TASK: What you give back should match the records word for word.

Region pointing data

++++++++

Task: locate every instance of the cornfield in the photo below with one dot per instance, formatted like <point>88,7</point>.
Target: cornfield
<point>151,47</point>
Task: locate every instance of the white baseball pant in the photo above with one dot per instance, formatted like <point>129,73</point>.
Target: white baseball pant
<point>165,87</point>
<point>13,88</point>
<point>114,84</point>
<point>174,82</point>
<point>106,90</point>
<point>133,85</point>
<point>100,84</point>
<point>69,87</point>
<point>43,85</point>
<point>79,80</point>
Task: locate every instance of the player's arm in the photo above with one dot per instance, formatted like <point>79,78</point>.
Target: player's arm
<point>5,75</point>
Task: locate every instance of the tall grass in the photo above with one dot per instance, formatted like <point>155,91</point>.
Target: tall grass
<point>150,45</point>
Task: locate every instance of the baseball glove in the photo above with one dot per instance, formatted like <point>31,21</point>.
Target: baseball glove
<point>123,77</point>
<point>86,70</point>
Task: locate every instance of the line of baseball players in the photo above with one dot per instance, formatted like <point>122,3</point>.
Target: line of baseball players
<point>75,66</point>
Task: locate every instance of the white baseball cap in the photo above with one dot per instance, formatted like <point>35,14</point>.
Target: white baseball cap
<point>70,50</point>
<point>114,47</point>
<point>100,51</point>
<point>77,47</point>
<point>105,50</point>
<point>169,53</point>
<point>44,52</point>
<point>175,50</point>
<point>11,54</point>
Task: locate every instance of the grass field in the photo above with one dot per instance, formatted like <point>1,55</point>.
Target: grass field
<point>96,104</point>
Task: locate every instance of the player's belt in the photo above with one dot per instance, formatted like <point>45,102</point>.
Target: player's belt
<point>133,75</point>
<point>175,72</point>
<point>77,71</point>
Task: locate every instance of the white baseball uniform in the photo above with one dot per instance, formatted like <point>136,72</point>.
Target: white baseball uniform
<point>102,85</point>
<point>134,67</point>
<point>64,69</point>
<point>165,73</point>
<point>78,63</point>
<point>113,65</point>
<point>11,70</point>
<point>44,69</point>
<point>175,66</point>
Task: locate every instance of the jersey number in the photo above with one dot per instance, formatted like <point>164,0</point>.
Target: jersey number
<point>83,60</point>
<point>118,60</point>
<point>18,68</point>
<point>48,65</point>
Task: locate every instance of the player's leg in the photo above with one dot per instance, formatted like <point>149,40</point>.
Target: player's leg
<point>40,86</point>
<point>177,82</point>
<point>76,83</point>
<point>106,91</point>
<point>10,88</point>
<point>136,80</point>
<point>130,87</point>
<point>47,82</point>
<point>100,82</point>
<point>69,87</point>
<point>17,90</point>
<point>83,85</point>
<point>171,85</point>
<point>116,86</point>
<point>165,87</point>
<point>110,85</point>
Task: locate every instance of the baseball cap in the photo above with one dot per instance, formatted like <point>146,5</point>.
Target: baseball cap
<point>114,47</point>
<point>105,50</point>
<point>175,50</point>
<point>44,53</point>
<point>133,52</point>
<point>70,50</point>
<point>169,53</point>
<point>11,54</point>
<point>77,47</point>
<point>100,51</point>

++++++++

TASK SOLUTION:
Task: locate every instance of the cornfield in the photo below with one dot per instance, formatted like <point>88,7</point>.
Target: cornfield
<point>151,47</point>
Task: locate every instance of the white baseball pant in the photo above with one dot per instance, formatted like <point>129,73</point>.
Target: white baseball pant
<point>165,87</point>
<point>13,88</point>
<point>114,84</point>
<point>174,82</point>
<point>106,90</point>
<point>133,85</point>
<point>100,84</point>
<point>69,87</point>
<point>43,85</point>
<point>79,80</point>
Task: locate every instance of the player's arm in the photo above with one dot per instance, formatted like <point>79,78</point>.
Target: player's arm
<point>5,75</point>
Task: locate every instance of the tall grass in the photo above with one dot per instance, formatted like <point>155,91</point>.
Target: tall grass
<point>150,45</point>
Task: locate every instance of the baseball glove in the photo above with one dot per instance, formatted like <point>31,21</point>.
Target: baseball glove
<point>123,77</point>
<point>86,70</point>
Task: locate every instance of the line of baseball players in the photo above with one dot per instance, formatted like <point>122,3</point>.
Target: line of baseball players
<point>75,66</point>
Task: locate every instance of the white baseball cap in the photo above with one dot per instance, formatted like <point>35,14</point>.
Target: white baseball cap
<point>70,50</point>
<point>114,47</point>
<point>100,51</point>
<point>77,47</point>
<point>105,50</point>
<point>169,53</point>
<point>44,52</point>
<point>175,50</point>
<point>11,54</point>
Task: locate every instance of the grass field in the photo above with one dot per instance, formatted like <point>1,55</point>.
Target: grass field
<point>96,104</point>
Task: locate every instance of the player's belt in the photo above with one dot per instance, formatted like <point>45,102</point>.
Target: player's belt
<point>133,75</point>
<point>175,72</point>
<point>77,71</point>
Task: locate every instance of the white baseball uniform in the photo above with one dot per instance, formatted like <point>136,72</point>.
Target: white baseball uniform
<point>102,85</point>
<point>134,67</point>
<point>64,69</point>
<point>165,73</point>
<point>78,63</point>
<point>113,65</point>
<point>11,70</point>
<point>44,69</point>
<point>175,66</point>
Task: locate every instance of the jersey number in the photo above with one dot per instance, formatted like <point>164,0</point>.
Target: jersey number
<point>83,60</point>
<point>118,60</point>
<point>18,68</point>
<point>48,65</point>
Task: locate every instance of the player's leg in the photo above with one dot per instance, formatted like <point>149,40</point>.
Target: player's leg
<point>40,86</point>
<point>177,82</point>
<point>76,83</point>
<point>106,91</point>
<point>10,88</point>
<point>136,80</point>
<point>130,87</point>
<point>47,82</point>
<point>100,82</point>
<point>69,87</point>
<point>17,90</point>
<point>83,85</point>
<point>171,85</point>
<point>116,86</point>
<point>165,87</point>
<point>110,85</point>
Task: locate every instance of the baseball cap in the photo above with one dot per instance, formatted like <point>146,5</point>.
Target: baseball cap
<point>114,47</point>
<point>105,50</point>
<point>175,50</point>
<point>44,53</point>
<point>133,52</point>
<point>70,50</point>
<point>169,53</point>
<point>11,54</point>
<point>77,47</point>
<point>100,51</point>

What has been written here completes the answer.